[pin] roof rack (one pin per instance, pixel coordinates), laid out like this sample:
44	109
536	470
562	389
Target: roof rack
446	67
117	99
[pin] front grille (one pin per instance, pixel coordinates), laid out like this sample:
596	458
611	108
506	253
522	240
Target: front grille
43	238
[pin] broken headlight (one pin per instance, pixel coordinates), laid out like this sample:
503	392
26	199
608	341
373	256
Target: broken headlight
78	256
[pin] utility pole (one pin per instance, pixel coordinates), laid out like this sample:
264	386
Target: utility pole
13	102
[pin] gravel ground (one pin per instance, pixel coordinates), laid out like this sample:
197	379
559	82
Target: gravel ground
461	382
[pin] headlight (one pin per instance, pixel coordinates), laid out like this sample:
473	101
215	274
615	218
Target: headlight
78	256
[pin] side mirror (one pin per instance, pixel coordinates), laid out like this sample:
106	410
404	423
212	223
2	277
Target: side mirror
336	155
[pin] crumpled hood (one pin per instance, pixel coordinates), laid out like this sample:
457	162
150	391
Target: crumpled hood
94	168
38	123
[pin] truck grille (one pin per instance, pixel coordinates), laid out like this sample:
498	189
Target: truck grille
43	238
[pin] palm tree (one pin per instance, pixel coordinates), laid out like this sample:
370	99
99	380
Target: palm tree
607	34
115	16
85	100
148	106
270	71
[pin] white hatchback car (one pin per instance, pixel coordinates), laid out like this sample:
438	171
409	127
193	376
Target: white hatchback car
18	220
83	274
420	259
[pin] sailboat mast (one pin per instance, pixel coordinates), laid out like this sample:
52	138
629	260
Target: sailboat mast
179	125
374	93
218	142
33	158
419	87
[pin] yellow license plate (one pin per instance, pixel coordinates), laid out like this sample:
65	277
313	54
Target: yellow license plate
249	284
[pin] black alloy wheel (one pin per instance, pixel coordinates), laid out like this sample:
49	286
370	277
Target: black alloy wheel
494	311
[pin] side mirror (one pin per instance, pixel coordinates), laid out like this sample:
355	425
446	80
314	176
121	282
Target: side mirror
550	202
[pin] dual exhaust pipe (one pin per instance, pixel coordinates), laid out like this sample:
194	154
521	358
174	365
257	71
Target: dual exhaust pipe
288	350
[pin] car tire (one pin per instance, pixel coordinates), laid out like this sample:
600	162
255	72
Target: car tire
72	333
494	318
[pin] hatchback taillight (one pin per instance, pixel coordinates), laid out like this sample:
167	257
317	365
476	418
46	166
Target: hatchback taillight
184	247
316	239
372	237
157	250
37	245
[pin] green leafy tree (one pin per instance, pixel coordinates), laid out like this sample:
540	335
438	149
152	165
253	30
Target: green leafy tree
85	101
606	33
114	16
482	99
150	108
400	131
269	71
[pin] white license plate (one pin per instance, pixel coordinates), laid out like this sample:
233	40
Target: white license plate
————————
* **Problem to solve**
Can you restate every record above word for word?

* **Solution for this problem**
[pin] roof rack (one pin per instance, pixel coordinates), laid out like this sample:
44	109
536	470
562	389
Target: roof rack
446	67
117	99
[pin] front grille (one pin per instance, pixel coordinates), laid out like this sample:
596	458
611	108
506	253
522	240
Target: front grille
43	238
[pin] broken headlight (one pin per instance, pixel coordinates), laid out like this sample:
503	392
26	199
608	341
373	256
Target: broken headlight
78	256
[pin] utility pole (one pin per instance, pixel coordinates), laid out like this sample:
264	386
Target: utility pole
13	102
[pin] gravel ground (one pin per instance, pixel coordinates), laid out like this sample:
197	379
559	82
Target: gravel ground
461	382
[pin] headlight (one pin per instance, pixel coordinates), laid out like this sample:
473	101
215	274
615	218
Target: headlight
78	256
[pin] side mirror (one pin per instance, pixel coordinates), laid out like this sample:
106	410
404	423
212	223
2	277
Target: side mirror
336	155
[pin] crumpled hood (one pin per instance, pixel coordinates), laid out like this sample:
457	162
150	391
Target: crumpled hood
94	168
38	123
[pin] truck grille (one pin per instance, pixel coordinates), laid out like this sample:
498	189
Target: truck grille
43	238
[pin] palm tree (one pin per instance, pixel coordinates), laid out like this sample:
370	99
99	380
Target: palm tree
607	34
115	16
85	100
148	106
270	71
[pin] white hatchback car (one pin per instance, pixel coordinates), laid out like this sample:
438	171
409	127
193	376
Target: white hatchback car
18	220
83	274
420	259
[pin] sailboat mast (one pin per instance, pixel coordinates), laid out like this sample:
52	138
629	260
Target: sailboat mast
179	125
374	93
218	142
33	158
419	87
[pin] yellow license plate (one pin per instance, pixel coordinates), laid out like this sample:
65	277
313	54
Target: yellow license plate
249	284
[pin] black alloy wheel (one pin per instance, pixel coordinates), laid out like this sample:
49	286
370	277
Target: black alloy wheel
494	311
[pin] side mirror (one pin per instance, pixel coordinates), laid out like this sample:
355	425
446	80
314	176
121	282
Target: side mirror
550	202
[pin] dual exhaust pipe (one pin per instance, pixel coordinates), laid out like this sample:
194	154
521	358
174	365
257	71
Target: dual exhaust pipe
288	350
[pin] car tire (one pin per instance, pixel coordinates), laid out like this sample:
600	162
255	72
Target: car tire
72	333
494	318
[pin] hatchback taillight (one pin per instance, pixel coordinates), laid out like this sample:
167	257
317	365
476	418
46	166
Target: hatchback taillight
184	247
316	239
372	237
157	250
37	245
[pin] green leafy tree (one pin per instance, pixel coordinates), laid out like this sample:
540	335
438	149
152	165
253	30
Target: green leafy tree
85	101
606	33
114	16
482	99
150	108
400	131
269	71
[pin] white license plate (one pin per instance, pixel coordinates), laid out like this sample:
233	40
Target: white license plate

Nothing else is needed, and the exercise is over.